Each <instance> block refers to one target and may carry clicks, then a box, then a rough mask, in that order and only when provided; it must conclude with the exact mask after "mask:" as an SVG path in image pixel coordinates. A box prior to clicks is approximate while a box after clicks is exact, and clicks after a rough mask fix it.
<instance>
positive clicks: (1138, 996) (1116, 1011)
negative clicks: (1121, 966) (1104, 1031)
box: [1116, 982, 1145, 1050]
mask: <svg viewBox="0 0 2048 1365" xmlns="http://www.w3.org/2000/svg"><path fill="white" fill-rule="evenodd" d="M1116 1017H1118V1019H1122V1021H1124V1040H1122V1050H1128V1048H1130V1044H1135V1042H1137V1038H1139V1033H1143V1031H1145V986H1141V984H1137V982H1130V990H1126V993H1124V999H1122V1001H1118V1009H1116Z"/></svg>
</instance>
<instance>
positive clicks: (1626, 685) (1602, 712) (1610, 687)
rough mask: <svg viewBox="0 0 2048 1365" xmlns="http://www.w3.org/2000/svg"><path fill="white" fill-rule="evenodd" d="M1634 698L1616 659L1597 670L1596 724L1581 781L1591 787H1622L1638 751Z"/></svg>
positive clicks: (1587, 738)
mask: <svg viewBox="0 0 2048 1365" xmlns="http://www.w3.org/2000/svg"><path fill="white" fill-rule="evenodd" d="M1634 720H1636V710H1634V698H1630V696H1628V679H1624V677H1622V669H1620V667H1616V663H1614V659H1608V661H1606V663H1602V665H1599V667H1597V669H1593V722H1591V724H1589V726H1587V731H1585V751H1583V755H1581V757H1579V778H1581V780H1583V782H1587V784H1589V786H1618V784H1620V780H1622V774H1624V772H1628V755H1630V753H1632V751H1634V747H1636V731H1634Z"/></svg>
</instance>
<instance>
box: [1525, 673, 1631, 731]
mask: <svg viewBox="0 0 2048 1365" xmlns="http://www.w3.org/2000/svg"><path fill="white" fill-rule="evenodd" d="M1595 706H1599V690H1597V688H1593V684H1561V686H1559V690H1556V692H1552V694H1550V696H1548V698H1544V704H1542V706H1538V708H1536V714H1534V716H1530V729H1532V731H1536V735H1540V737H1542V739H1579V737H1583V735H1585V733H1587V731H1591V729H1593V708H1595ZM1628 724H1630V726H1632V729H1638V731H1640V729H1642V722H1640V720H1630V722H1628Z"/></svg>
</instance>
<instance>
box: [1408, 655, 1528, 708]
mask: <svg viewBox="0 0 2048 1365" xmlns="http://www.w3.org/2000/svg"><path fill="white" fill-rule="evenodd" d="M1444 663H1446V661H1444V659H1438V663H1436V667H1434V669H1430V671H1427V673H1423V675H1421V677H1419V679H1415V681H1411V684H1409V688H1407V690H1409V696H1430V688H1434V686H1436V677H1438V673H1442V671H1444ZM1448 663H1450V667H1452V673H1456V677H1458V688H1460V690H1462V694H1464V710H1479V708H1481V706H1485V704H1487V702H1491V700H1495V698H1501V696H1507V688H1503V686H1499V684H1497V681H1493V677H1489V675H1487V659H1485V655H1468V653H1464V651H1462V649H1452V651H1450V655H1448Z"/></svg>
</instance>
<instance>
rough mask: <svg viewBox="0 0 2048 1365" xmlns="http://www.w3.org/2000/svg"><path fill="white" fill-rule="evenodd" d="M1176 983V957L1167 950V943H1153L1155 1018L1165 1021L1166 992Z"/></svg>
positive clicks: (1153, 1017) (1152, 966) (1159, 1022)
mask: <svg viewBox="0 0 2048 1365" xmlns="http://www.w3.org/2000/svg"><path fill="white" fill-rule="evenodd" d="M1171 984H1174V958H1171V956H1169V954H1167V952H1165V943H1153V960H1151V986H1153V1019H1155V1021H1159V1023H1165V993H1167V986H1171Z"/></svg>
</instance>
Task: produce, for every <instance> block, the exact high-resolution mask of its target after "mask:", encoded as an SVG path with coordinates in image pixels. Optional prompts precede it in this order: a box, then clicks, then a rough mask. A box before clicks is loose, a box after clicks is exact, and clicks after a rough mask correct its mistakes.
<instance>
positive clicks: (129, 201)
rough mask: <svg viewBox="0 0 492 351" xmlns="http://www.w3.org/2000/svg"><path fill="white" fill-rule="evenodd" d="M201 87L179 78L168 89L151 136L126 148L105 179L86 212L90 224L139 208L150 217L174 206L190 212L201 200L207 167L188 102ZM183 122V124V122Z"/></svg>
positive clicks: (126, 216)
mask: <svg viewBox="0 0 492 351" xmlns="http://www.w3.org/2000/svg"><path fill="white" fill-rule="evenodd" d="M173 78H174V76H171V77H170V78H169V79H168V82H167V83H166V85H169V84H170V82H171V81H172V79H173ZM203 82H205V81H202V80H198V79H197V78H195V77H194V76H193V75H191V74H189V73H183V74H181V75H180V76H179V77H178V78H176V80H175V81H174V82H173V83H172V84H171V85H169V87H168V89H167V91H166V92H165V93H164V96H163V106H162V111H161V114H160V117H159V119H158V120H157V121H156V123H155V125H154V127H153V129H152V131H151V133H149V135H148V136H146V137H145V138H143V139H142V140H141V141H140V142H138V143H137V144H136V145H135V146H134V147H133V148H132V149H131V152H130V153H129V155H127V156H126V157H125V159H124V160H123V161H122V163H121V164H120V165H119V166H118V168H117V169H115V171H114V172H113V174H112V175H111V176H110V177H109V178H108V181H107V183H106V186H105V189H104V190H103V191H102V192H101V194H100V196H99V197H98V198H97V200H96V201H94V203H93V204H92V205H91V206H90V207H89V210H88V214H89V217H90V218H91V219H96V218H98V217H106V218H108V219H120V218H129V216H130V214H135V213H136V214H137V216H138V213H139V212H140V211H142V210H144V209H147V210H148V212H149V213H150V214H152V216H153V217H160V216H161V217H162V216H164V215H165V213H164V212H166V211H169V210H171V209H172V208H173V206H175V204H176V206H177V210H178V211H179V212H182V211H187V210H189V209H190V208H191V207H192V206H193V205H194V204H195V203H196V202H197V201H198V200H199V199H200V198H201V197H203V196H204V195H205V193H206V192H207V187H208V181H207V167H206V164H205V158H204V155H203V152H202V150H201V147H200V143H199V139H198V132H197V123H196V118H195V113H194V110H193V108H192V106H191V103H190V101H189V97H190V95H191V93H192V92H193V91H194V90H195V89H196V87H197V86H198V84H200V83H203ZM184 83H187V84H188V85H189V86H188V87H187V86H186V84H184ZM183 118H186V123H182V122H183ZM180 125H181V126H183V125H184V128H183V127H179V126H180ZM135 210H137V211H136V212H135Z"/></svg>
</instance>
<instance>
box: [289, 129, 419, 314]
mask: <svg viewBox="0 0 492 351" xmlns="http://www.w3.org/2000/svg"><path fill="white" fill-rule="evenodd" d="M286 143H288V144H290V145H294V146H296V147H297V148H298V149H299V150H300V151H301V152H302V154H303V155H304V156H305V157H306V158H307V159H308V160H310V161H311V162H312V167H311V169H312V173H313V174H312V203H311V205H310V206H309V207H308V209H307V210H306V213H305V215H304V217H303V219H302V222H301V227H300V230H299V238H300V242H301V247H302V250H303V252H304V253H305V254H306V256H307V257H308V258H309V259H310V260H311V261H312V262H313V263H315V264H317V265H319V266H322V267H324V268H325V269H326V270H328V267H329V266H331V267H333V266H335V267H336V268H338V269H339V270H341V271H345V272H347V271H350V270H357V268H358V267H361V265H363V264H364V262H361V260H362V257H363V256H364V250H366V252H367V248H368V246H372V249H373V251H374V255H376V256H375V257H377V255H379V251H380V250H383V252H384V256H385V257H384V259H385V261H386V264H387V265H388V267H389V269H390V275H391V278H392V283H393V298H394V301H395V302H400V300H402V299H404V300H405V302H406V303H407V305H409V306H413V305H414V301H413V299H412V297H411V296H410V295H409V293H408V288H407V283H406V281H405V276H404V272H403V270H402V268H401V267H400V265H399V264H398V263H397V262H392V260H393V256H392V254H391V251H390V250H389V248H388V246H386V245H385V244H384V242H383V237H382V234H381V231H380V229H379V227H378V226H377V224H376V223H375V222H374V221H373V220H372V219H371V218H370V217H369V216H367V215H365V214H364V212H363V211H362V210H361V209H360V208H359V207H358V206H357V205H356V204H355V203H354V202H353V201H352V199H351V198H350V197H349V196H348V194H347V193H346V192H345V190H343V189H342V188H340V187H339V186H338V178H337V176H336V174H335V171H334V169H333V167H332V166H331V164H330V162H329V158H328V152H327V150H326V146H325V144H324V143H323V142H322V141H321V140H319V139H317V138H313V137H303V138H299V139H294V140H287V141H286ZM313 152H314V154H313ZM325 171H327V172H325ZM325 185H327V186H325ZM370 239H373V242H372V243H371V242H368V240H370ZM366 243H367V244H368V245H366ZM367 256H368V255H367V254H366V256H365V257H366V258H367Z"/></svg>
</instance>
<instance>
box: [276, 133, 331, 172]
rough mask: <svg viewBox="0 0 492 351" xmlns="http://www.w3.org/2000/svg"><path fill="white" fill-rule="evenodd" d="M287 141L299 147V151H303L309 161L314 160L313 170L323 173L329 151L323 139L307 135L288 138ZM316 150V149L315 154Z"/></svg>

- Task directions
Extract each line above that contains the word "positive".

- Result
positive clicks: (1138, 996) (1116, 1011)
positive clicks: (1626, 685) (1602, 712) (1610, 687)
positive clicks: (1587, 738)
positive clicks: (1153, 1017) (1152, 966) (1159, 1022)
positive clicks: (129, 201)
positive clicks: (126, 216)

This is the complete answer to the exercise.